◆ What to work on:
Could you extract all of the lines below and reproduce them without changing a single character?

[Excerpts of pointing data]
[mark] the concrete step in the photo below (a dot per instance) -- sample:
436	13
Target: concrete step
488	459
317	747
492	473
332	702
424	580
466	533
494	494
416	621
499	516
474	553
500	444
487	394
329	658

◆ Task answer:
[mark] the concrete step in the photo below (a dot per instance) -- sample:
436	13
Target: concrete step
488	459
317	747
492	473
332	702
424	580
466	533
494	494
416	621
499	516
474	553
500	444
487	394
329	658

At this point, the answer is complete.